### SOURCE RECORDS
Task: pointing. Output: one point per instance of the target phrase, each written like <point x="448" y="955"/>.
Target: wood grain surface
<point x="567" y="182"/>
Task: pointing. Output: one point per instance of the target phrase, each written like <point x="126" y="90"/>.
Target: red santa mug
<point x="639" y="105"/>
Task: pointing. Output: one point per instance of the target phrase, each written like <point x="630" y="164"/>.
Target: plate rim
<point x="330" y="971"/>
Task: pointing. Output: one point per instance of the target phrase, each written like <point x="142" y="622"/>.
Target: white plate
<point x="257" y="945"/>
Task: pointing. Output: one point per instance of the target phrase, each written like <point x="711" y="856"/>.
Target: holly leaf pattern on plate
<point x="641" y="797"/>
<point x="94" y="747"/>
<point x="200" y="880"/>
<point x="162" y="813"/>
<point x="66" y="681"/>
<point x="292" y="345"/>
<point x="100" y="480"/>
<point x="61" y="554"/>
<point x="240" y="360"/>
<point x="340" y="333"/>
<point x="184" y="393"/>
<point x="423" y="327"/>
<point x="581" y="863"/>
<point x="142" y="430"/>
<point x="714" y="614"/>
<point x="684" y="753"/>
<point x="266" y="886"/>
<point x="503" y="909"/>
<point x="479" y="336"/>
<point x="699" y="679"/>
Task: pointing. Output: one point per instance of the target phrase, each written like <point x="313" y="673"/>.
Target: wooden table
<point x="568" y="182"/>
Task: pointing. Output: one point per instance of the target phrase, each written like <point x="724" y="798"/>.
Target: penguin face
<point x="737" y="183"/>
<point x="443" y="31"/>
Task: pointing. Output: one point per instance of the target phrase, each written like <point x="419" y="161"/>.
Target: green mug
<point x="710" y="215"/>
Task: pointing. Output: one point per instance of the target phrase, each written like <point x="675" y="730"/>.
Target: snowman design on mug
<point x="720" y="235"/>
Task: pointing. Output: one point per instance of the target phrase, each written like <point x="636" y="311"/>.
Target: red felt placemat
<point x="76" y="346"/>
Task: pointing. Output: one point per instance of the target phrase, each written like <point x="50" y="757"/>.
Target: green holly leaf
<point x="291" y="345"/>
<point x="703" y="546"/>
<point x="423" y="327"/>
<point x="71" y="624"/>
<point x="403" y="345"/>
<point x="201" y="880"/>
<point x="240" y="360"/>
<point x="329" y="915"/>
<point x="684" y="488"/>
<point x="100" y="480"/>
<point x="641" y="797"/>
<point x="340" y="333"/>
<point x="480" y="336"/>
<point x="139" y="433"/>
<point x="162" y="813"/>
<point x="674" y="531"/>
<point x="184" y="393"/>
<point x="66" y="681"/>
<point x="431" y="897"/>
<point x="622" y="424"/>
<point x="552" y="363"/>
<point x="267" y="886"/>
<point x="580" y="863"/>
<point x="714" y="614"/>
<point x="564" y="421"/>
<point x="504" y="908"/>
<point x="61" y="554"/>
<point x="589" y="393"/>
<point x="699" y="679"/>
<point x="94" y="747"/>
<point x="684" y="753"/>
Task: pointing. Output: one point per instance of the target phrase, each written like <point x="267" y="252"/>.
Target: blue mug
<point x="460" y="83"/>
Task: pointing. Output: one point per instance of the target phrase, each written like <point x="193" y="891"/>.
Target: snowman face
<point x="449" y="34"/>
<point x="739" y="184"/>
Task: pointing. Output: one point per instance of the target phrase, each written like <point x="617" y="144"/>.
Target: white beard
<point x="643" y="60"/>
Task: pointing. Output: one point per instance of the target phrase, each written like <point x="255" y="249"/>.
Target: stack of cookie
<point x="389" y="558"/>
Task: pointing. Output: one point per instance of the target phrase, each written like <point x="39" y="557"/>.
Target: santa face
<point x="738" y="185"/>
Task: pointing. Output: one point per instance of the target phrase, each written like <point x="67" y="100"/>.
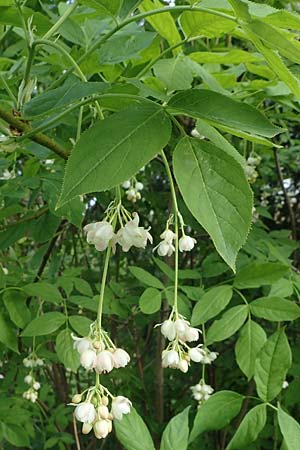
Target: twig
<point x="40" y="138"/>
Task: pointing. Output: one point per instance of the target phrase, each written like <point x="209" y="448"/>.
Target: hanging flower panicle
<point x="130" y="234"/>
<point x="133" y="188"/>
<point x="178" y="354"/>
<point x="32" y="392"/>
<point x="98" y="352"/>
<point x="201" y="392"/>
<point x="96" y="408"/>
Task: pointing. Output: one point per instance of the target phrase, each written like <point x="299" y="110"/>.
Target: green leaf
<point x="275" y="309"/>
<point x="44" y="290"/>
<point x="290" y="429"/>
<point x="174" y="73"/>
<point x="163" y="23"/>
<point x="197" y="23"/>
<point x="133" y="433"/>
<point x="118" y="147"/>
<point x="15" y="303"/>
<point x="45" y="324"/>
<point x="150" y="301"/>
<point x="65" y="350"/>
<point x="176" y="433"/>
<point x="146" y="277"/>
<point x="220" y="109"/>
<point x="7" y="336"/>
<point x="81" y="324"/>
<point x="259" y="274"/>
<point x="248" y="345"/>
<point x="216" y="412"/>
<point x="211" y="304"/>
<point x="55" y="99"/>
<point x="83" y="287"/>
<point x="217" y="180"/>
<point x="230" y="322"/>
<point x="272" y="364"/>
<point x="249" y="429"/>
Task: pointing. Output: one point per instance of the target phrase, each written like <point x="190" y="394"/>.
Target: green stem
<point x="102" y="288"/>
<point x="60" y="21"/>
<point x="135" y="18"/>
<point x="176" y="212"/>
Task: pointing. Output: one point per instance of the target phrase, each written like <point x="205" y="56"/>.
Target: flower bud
######
### SOURCE RECORDS
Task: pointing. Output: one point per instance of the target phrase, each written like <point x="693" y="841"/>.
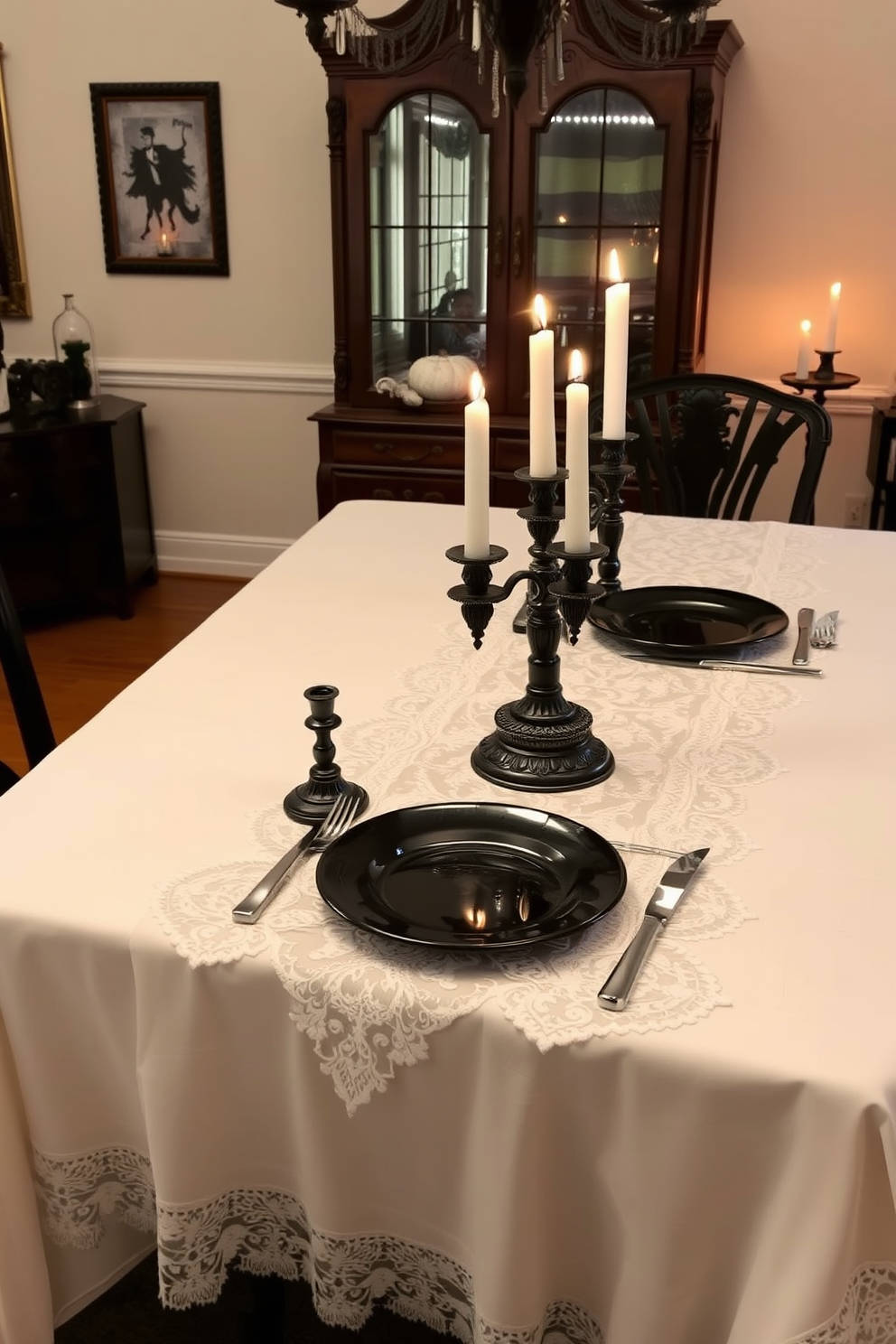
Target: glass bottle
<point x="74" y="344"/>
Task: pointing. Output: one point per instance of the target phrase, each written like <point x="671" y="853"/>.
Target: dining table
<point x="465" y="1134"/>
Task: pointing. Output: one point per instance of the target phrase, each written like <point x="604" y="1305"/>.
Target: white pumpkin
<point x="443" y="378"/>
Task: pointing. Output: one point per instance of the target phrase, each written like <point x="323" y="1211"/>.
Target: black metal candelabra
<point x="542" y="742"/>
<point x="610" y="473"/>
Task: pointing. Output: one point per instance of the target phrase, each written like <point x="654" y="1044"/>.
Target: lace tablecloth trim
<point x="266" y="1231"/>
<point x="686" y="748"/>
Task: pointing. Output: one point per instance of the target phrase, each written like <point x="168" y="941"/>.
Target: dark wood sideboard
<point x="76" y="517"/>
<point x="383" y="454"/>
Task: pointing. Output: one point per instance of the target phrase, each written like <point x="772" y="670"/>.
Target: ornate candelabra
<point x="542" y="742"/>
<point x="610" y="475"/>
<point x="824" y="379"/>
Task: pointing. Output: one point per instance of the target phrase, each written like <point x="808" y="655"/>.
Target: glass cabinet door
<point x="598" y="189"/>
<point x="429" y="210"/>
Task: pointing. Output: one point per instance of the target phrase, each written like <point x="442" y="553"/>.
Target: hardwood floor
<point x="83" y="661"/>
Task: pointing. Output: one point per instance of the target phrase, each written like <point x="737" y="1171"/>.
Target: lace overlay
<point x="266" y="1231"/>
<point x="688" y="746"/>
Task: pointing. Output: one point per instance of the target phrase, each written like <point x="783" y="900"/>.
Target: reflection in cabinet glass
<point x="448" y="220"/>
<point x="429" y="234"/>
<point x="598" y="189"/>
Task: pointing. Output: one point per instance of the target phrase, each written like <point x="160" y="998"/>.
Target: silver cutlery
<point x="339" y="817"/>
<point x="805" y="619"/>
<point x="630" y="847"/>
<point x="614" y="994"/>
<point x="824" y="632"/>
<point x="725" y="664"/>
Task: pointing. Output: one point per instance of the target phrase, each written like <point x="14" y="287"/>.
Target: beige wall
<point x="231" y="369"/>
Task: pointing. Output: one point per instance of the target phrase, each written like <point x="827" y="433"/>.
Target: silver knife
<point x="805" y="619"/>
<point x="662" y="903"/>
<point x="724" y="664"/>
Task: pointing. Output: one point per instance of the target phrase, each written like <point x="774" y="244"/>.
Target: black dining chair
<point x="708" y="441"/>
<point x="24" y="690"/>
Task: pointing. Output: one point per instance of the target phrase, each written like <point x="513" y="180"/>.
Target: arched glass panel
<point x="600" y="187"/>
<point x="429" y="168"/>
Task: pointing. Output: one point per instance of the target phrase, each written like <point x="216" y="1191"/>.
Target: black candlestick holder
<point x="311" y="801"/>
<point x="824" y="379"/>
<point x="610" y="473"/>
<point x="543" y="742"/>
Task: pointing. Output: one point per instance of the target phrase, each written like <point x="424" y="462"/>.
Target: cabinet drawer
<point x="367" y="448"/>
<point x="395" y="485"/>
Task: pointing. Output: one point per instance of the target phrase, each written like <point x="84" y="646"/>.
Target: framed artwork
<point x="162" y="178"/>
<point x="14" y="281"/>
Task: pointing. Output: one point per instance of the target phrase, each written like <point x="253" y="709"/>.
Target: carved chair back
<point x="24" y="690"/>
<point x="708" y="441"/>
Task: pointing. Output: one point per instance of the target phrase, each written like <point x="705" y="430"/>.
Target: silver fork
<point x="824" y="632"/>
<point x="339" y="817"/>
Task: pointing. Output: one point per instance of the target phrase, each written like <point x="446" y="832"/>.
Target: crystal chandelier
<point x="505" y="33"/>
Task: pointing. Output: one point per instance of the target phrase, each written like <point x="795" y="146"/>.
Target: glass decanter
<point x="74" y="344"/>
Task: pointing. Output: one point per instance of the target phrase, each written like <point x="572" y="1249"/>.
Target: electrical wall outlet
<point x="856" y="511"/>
######
◆ **SET PROBLEM**: From the listing above, copy every line that contains the word "cabinet". Case counts.

◆ **SOLVED PROBLEM**:
Target: glass cabinet door
Target: reflection in cabinet glass
Target: cabinet drawer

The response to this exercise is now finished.